EXERCISE 1 →
In the text on the CONSTRAIN project's climate findings, copy out everything from "Investigation of the" down to "(Zero In 2).", substituting "observed warming trends" for "recent warming trends".
EXERCISE 2 →
Write what comes next in the text on the CONSTRAIN project's climate findings, picking up after its final sentence.

TEXT PROVIDED →
_ _ _ _ _ _ _
Cloud feedbacks remain the most important source of uncertainty in climate sensitivity. Investigated using knowledge gained by the EUREC4A field campaign which was coordinated by Work Package 2 leads. This provided new insights into cloud processes in the Tropics and fed into broader assessments of feedbacks and climate sensitivity, and also how these are represented in CMIP6 models

CONSTRAIN scientists contributed to the landmark Sherwood et al. (2020) assessment of climate sensitivity, narrowing the likely range of Equilibrium Climate Sensitivity (ECS) to 2.3–4.5K. The high estimates of ECS in CMIP6 models compared to CMIP5 are likely due to changes in mixed phase cloud processes and Antarctic sea ice representation.

Step changes in the quantification of Effective Radiative Forcing (ERF) were set out in the project’s first KGSIR, including a method to calculate ERF from climate model simulations keeping SST constant, which can be applied to a large range of climate drivers and is important for understanding climate change. Historical ERF has also been constrained to a range representing an almost 40% reduction compared to that of IPCC AR5, suggesting ERF may be too small in up to one-third of CMIP5 climate models.

Advances made on the understanding of rapid adjustments were set out in a second KGSIR. Including improvements to anthropogenic aerosol representation, forcing and feedbacks in climate models; and a narrowing of the range of aerosol forcing compared to CMIP5.

The new Silicone pathway tool has delivered improved climate projections by allowing Integrated Assessment Models to include emissions of a broad range of species, rather than just CO2 and CH4. Silicone is now being used widely in major climate assessments and to inform policy decisions.

CONSTRAIN’s robust estimate of and framework for calculating the remaining global carbon budget is increasing understanding of the concept among stakeholder communities and providing a strong platform for future communications efforts. Updates to the remaining global carbon budget are provided in the annual Zero In reports alongside additional information and context on the concept.

Investigation of the latest (CMIP6) climate models, comparing the model results with temperature observations, have found that most of the models with high ECS values also overestimate recent warming trends,
indicating that their future temperature projections are also too high (Zero In 2).
_ _ _ _ _ _ _
DATASET CONTENT →
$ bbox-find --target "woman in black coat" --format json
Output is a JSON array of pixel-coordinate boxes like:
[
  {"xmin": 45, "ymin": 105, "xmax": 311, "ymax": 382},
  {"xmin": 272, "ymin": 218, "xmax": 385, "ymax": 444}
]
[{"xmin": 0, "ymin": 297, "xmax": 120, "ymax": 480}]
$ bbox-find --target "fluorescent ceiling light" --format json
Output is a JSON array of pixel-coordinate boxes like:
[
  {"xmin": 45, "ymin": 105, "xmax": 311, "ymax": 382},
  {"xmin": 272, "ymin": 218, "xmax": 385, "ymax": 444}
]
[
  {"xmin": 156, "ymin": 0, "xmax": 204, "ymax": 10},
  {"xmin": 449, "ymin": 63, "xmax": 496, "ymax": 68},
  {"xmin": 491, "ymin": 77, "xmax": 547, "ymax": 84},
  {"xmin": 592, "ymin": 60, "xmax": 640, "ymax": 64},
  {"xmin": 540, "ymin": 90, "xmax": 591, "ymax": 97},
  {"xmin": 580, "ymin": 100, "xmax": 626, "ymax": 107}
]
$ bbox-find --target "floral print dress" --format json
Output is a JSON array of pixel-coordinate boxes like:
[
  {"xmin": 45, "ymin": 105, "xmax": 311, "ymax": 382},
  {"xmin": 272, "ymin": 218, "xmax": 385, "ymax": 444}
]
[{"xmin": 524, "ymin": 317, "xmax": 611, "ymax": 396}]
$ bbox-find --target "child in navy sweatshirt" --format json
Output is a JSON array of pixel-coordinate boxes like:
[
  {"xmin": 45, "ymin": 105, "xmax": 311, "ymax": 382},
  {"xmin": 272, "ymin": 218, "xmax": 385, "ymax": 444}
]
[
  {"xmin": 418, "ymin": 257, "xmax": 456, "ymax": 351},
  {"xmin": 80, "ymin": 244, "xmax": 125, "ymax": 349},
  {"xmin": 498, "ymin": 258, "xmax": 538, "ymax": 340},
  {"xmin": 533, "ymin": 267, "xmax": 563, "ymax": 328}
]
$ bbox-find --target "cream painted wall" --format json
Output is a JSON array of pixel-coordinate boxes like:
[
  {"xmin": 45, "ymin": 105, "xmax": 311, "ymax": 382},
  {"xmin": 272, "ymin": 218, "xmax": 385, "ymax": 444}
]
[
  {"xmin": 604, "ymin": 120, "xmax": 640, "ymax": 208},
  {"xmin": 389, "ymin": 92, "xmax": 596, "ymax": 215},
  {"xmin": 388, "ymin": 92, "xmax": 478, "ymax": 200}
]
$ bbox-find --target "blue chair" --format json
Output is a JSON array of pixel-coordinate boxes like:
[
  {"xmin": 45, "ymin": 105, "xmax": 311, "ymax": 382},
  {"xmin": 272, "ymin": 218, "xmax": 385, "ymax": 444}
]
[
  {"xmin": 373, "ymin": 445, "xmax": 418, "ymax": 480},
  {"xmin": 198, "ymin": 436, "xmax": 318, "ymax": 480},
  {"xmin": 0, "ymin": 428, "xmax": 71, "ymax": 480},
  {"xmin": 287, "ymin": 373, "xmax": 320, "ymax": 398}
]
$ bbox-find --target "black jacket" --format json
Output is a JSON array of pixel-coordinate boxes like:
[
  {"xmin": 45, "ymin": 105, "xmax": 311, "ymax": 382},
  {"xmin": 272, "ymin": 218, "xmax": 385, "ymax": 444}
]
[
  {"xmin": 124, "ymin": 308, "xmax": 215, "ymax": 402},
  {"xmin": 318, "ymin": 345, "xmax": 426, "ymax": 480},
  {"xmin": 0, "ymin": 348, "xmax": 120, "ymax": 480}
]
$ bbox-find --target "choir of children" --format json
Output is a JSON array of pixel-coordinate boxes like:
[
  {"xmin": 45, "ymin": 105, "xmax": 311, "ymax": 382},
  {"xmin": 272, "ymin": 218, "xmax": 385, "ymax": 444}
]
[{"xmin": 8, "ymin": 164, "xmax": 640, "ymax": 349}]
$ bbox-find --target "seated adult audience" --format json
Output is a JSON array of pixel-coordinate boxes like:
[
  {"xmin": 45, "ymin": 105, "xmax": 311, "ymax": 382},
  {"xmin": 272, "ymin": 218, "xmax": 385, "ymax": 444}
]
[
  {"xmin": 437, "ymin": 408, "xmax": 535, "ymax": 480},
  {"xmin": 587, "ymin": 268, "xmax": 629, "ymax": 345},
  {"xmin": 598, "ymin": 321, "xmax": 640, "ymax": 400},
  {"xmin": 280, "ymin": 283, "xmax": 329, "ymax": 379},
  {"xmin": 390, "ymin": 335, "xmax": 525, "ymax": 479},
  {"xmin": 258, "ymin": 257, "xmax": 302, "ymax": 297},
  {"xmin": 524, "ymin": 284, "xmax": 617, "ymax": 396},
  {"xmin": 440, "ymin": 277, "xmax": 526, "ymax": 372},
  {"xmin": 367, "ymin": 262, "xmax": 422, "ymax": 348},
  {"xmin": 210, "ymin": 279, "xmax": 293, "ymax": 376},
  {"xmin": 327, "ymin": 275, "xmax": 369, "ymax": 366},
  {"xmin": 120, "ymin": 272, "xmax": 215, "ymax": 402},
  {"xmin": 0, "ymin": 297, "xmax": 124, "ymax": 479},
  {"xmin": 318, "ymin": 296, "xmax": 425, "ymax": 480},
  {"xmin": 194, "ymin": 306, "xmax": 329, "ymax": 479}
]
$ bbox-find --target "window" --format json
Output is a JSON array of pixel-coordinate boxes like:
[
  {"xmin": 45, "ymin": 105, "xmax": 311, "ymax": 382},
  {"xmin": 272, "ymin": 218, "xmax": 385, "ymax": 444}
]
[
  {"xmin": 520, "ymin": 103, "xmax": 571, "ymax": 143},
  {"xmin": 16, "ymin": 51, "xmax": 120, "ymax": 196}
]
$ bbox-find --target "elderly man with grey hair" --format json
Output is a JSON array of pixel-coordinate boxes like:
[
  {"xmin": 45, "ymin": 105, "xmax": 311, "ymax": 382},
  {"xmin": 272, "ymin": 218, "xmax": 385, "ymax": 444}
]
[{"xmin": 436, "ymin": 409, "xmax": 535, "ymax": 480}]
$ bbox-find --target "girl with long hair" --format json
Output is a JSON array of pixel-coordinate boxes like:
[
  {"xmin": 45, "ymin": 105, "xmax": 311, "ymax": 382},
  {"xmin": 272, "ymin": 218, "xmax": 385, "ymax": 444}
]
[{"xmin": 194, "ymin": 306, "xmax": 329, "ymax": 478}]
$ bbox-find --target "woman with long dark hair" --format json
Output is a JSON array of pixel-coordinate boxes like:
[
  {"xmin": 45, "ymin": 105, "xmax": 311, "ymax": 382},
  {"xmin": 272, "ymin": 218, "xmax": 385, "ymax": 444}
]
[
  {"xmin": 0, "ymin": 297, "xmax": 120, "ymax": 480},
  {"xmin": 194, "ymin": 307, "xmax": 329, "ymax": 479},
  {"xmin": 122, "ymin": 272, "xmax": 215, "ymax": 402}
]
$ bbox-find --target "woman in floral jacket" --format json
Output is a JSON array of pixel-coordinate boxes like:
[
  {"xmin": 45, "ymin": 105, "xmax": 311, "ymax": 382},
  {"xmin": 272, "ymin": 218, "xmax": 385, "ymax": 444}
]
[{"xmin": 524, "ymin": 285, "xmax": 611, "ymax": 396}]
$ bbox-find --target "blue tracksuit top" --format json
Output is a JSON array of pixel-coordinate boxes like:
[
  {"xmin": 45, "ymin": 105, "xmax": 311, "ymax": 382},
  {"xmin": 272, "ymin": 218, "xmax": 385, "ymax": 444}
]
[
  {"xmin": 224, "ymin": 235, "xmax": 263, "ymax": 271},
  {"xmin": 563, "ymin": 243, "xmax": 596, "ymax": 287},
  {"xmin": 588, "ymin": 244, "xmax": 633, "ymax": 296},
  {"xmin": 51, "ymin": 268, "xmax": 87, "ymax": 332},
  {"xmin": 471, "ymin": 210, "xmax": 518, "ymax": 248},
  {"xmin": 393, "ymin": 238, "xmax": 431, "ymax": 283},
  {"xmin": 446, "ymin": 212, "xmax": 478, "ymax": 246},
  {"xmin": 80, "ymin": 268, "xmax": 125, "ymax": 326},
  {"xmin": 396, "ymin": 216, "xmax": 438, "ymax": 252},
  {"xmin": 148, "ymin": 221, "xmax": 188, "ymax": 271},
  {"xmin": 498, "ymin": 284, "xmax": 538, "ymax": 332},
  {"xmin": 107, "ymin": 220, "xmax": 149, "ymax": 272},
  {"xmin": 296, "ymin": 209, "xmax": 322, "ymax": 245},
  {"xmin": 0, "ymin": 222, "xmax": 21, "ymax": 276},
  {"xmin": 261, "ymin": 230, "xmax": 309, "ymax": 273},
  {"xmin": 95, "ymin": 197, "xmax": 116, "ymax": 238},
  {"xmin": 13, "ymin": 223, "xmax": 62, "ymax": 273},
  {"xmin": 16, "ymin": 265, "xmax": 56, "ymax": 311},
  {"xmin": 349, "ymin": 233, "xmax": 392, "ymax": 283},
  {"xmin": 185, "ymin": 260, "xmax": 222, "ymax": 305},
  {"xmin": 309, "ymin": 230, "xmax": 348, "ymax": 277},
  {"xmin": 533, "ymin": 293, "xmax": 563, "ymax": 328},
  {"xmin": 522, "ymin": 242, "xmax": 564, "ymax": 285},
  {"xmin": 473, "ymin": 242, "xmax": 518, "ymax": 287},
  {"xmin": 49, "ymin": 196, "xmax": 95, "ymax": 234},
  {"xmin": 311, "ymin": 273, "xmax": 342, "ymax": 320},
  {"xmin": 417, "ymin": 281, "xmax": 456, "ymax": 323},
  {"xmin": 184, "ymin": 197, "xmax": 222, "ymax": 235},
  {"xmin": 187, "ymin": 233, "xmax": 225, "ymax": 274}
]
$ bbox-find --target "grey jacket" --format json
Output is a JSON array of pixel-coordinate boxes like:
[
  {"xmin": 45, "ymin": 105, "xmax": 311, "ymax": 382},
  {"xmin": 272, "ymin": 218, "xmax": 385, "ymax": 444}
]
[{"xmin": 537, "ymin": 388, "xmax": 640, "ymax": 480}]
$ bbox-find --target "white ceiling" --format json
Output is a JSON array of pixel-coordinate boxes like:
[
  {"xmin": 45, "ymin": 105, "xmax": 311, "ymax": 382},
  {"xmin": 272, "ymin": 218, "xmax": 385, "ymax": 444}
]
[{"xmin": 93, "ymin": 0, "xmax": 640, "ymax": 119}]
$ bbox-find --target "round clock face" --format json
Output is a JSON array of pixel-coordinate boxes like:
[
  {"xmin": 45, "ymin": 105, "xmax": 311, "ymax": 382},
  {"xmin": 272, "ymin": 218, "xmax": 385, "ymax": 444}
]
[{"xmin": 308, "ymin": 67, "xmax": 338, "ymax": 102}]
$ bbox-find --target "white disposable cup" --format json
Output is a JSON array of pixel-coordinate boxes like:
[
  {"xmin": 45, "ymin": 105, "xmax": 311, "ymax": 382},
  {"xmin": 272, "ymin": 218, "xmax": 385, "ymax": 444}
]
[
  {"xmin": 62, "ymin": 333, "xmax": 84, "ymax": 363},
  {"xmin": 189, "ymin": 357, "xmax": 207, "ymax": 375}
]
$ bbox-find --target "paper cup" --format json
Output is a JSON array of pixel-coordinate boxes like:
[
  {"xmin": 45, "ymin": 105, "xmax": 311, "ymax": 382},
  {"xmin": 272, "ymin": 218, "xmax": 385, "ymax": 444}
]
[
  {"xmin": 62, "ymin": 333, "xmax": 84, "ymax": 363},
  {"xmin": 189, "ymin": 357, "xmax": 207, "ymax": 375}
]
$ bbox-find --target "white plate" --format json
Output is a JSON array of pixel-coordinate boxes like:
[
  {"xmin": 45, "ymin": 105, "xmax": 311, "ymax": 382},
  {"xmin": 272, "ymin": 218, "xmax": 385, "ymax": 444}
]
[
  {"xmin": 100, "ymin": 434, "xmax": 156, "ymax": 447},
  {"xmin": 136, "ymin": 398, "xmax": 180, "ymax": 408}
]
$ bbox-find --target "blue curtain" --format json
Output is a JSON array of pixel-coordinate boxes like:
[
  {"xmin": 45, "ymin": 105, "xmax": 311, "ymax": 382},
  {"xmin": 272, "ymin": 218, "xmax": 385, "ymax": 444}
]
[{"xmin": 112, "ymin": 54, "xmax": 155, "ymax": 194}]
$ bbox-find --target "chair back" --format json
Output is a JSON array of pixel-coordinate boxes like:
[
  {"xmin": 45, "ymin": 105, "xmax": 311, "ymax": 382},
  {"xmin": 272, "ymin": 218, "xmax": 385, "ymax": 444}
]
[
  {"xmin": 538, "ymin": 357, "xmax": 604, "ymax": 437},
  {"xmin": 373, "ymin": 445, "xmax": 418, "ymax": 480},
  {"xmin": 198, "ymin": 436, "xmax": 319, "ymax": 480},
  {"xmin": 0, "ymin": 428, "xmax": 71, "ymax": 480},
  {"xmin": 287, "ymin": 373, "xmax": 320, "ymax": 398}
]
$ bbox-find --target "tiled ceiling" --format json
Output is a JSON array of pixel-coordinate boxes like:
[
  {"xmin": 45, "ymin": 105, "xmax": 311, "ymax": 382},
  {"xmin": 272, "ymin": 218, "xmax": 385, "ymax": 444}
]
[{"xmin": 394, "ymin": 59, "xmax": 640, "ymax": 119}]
_ _ _ _ _ _ _
ANSWER AREA 1 →
Investigation of the latest (CMIP6) climate models, comparing the model results with temperature observations, have found that most of the models with high ECS values also overestimate observed warming trends,
indicating that their future temperature projections are also too high (Zero In 2).

ANSWER AREA 2 →
Near-term warming rates have also been investigated further using climate emulators and more complex climate models, highlighting how strong climate action limit the amount of overall warming and slow down warming rates in coming decades.

The CONSTRAIN and IPCC Emulator workshop in 2021 harnessed expertise from across the scientific community to highlight the use of climate model emulators in AR6

Time-evolving feedbacks have been investigated using a climate emulator. Results show how different strengths of climate feedback form differences in global temperatures of up to 1°C by 2050. Implications for warming rates, regional temperature change, and rainfall patterns. This work is a first step in providing clarity on how temperatures and rainfall will respond to future emissions.

CONSTRAIN is ambitious about knowledge transfer, and adapted well to pandemic restrictions, reaching new audiences through the 2020 virtual UNFCCC Climate Dialogues, Commission-organised knowledge transfer events and cross-project events in place of the postponed COP26. CONSTRAIN then launched Zero In 3 at COP26 in 2021.

New scientific opportunities arose regarding the climate impact of COVID-19, using novel techniques and tools developed as part of the project, Silicone tool and the use of widely available mobility data. This attracted widespread interest and increased CONSTRAIN’s external profile, attracting considerable media attention.